● Work order
Take each line below that has "blue" and copy it.

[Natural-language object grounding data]
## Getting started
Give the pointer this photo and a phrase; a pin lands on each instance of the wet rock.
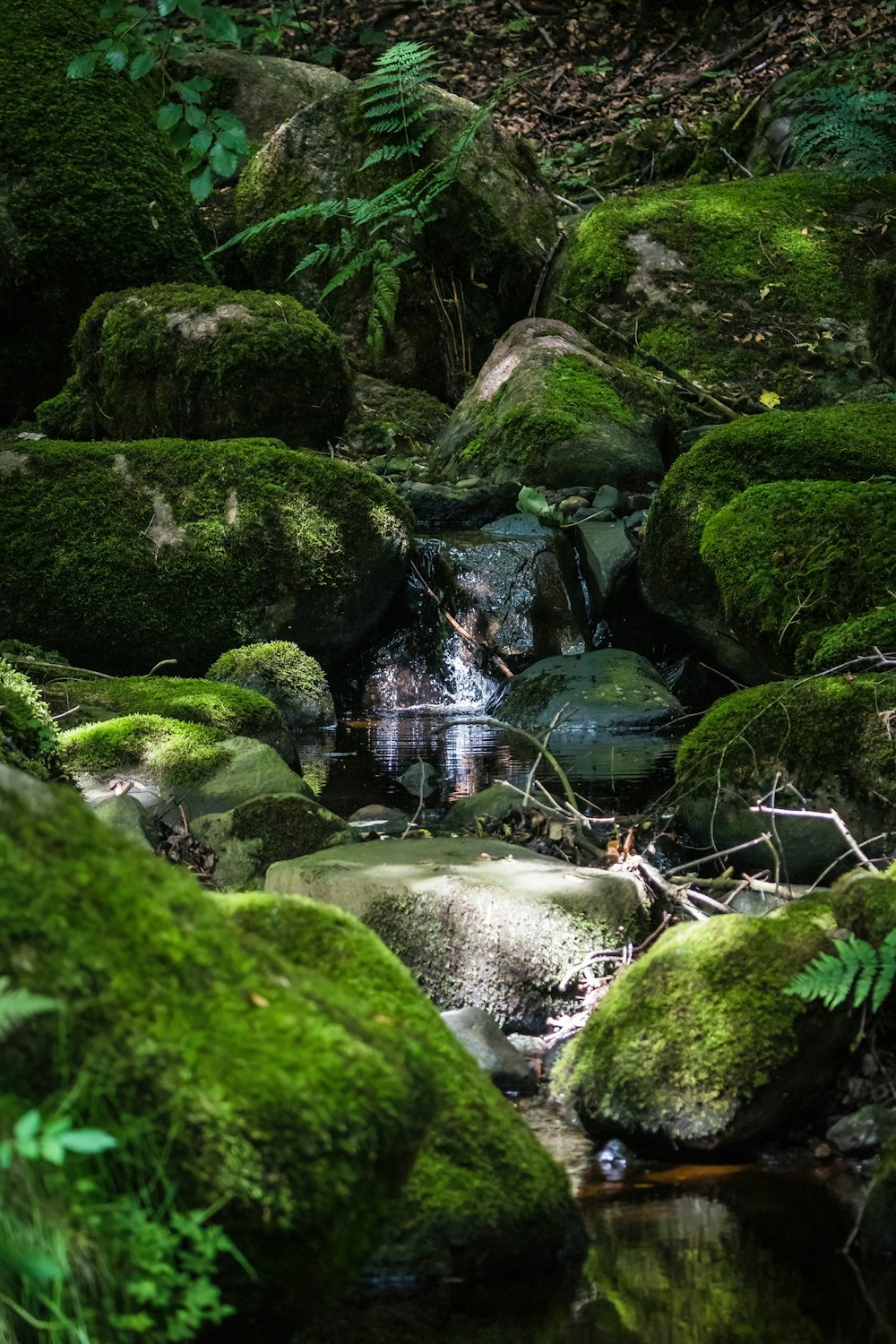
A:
(478, 922)
(548, 409)
(481, 1037)
(864, 1132)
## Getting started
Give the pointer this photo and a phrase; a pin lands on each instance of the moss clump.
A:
(840, 443)
(172, 752)
(482, 1193)
(29, 736)
(812, 731)
(254, 1089)
(790, 236)
(696, 1045)
(292, 679)
(793, 558)
(191, 699)
(853, 639)
(94, 209)
(128, 553)
(206, 363)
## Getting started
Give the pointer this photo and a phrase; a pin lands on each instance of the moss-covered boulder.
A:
(477, 263)
(125, 554)
(745, 287)
(284, 674)
(482, 1196)
(202, 362)
(836, 444)
(193, 765)
(829, 737)
(548, 409)
(794, 558)
(603, 712)
(266, 830)
(97, 207)
(478, 922)
(697, 1047)
(29, 736)
(255, 1089)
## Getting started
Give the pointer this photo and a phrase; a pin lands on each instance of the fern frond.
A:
(18, 1005)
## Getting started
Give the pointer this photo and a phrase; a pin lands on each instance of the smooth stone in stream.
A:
(481, 1037)
(478, 922)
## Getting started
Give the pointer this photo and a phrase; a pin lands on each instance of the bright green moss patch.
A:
(202, 362)
(758, 271)
(796, 556)
(257, 1090)
(812, 731)
(696, 1045)
(172, 752)
(482, 1193)
(125, 554)
(94, 207)
(191, 699)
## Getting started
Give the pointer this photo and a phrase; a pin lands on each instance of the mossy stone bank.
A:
(124, 554)
(93, 199)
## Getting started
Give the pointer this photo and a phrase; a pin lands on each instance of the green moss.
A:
(97, 207)
(172, 752)
(692, 1034)
(203, 362)
(482, 1193)
(812, 731)
(788, 234)
(220, 706)
(853, 639)
(129, 553)
(793, 558)
(839, 443)
(257, 1090)
(29, 736)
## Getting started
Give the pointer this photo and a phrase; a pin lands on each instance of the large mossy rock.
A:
(796, 558)
(745, 287)
(125, 554)
(482, 1196)
(479, 260)
(836, 444)
(478, 922)
(548, 409)
(696, 1047)
(829, 737)
(91, 198)
(202, 362)
(603, 712)
(263, 1091)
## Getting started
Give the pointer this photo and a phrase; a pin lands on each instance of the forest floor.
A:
(583, 73)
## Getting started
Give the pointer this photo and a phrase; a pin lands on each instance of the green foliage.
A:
(381, 234)
(849, 129)
(852, 975)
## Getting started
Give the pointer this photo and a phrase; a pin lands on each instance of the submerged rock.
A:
(202, 362)
(548, 409)
(479, 924)
(128, 553)
(696, 1047)
(482, 1198)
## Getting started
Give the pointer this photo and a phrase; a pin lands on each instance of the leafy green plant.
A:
(853, 975)
(847, 128)
(381, 234)
(156, 39)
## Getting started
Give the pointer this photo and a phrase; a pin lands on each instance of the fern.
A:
(848, 129)
(853, 973)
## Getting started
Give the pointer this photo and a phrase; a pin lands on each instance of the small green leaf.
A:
(142, 65)
(169, 115)
(201, 185)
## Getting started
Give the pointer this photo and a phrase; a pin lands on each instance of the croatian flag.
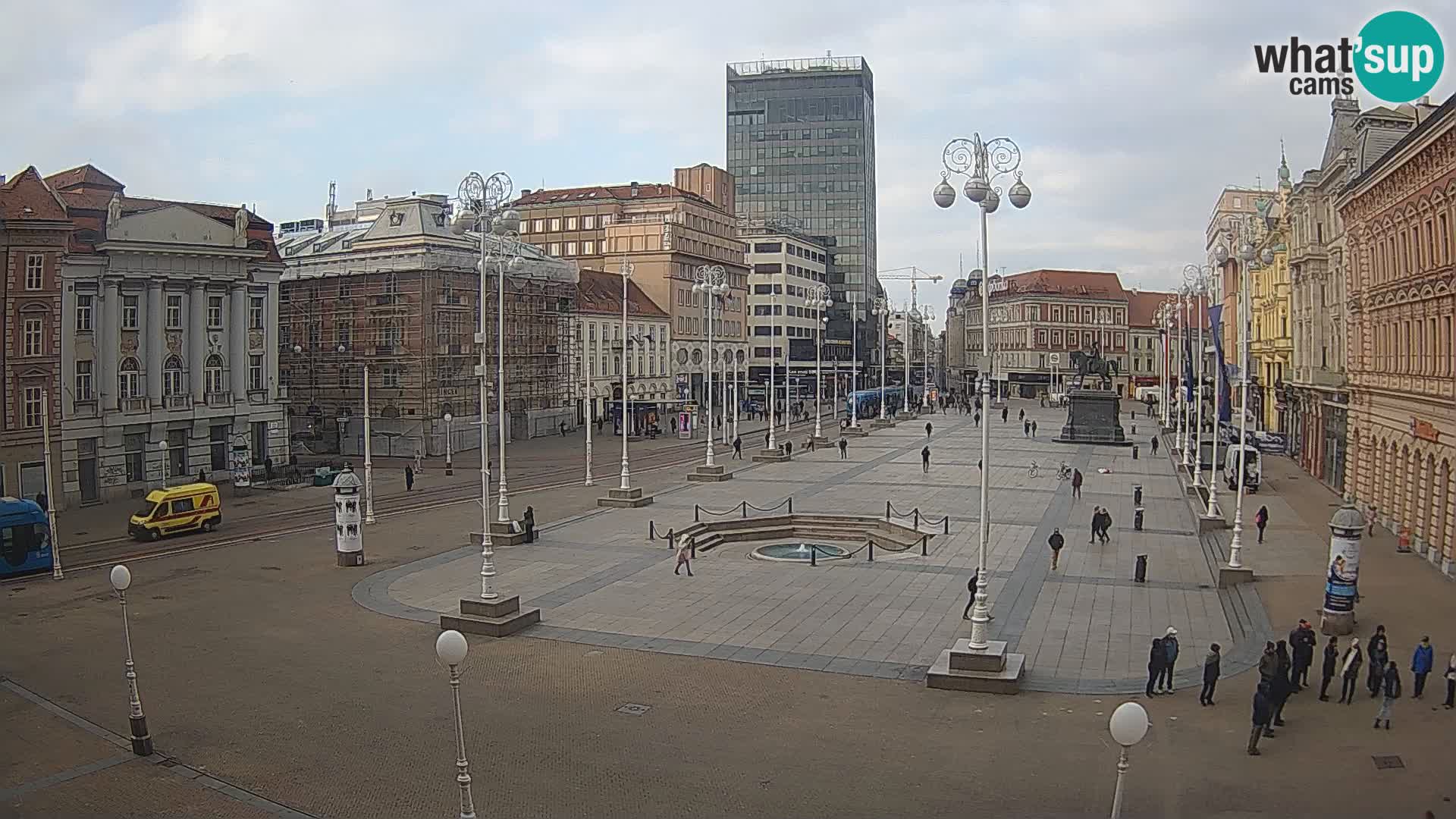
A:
(1225, 392)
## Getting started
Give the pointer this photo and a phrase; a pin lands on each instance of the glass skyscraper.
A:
(801, 145)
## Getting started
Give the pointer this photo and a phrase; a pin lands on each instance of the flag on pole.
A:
(1225, 392)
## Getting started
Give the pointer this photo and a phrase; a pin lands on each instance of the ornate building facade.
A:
(1400, 216)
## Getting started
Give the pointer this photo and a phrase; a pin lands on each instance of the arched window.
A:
(174, 381)
(213, 371)
(128, 378)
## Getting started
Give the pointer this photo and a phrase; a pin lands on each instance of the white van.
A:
(1253, 466)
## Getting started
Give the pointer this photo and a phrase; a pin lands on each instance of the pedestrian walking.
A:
(1156, 659)
(1171, 649)
(1379, 651)
(1263, 711)
(1451, 682)
(1302, 646)
(1282, 687)
(1210, 675)
(1421, 665)
(1327, 670)
(971, 586)
(685, 556)
(1391, 687)
(1350, 670)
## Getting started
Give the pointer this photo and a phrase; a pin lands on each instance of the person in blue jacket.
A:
(1421, 664)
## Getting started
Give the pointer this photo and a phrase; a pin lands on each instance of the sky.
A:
(1130, 115)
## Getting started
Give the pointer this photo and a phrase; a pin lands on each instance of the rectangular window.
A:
(34, 271)
(83, 382)
(31, 407)
(33, 337)
(136, 447)
(83, 312)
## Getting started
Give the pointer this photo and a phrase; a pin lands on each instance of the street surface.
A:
(271, 691)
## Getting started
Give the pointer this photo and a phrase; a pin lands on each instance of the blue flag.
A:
(1225, 392)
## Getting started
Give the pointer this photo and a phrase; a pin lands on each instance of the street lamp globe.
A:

● Result of the exercise
Give the pointer this photo and a phrase; a pin lands on each instance of the person in blue jacket.
Give the pointer this photo and a phrase; a pin lands on each instance of the blue flag.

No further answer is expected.